Passage shown>
_ _ _ _ _
From 0009fc378109f870472ded41d29c5d81febd5990 Mon Sep 17 00:00:00 2001
From: =?UTF-8?q?Bj=C3=B6rn=20Gustavsson?= <bjorn@erlang.org>
Date: Sat, 3 Nov 2018 07:12:10 +0100
Subject: Add get_map_element to beam_ssa:no_side_effect/1

The `get_map_element` instruction has no side effects, and should be
removed if its value is not used.
---
 lib/compiler/src/beam_ssa.erl | 1 +
 1 file changed, 1 insertion(+)
_ _ _ _ _
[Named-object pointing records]
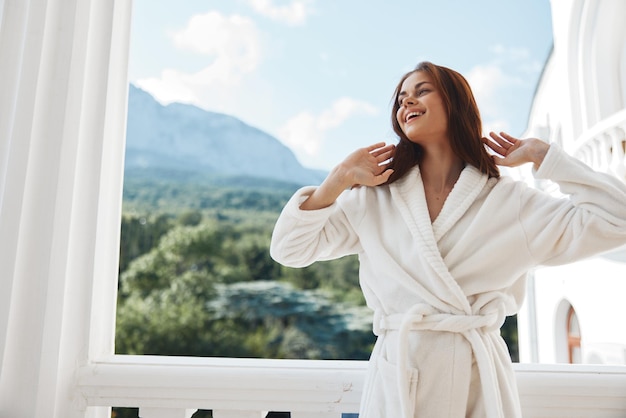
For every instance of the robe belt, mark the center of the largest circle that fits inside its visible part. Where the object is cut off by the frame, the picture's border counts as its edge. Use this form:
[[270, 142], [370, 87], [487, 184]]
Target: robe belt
[[424, 317]]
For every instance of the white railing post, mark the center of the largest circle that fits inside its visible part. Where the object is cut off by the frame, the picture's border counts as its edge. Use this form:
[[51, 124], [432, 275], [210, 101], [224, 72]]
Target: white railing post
[[238, 414], [618, 160], [165, 413]]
_ _ _ _ _
Task list>
- A) According to the patch, what should happen to the get_map_element instruction when its value is not used?
- B) List every email header field name in the patch that is followed by a colon.
- C) Write the next part of the patch, picking up after its last line.
You won't need the records for anything here.

Solved problems>
- A) It should be removed.

- B) From, Date, Subject

- C)
diff --git a/lib/compiler/src/beam_ssa.erl b/lib/compiler/src/beam_ssa.erl
index c5e23d2ae0..b491e340b7 100644
--- a/lib/compiler/src/beam_ssa.erl
+++ b/lib/compiler/src/beam_ssa.erl
@@ -194,6 +194,7 @@ no_side_effect(#b_set{op=Op}) ->
         extract -> true;
         get_hd -> true;
         get_tl -> true;
+        get_map_element -> true;
         get_tuple_element -> true;
         has_map_field -> true;
         is_nonempty_list -> true;
-- 
cgit v1.2.3


From 667e0e1213f69344a57c2eb0427d36cd240e16a5 Mon Sep 17 00:00:00 2001
From: =?UTF-8?q?Bj=C3=B6rn=20Gustavsson?= <bjorn@erlang.org>
Date: Mon, 5 Nov 2018 07:35:02 +0100
Subject: beam_ssa_codegen: Improve optimization of allocate instructions

There could be `allocate_zero` instructions where `allocate` would
suffice or superfluous `init` instructions because all possible
initializations of Y registers were not taken into account.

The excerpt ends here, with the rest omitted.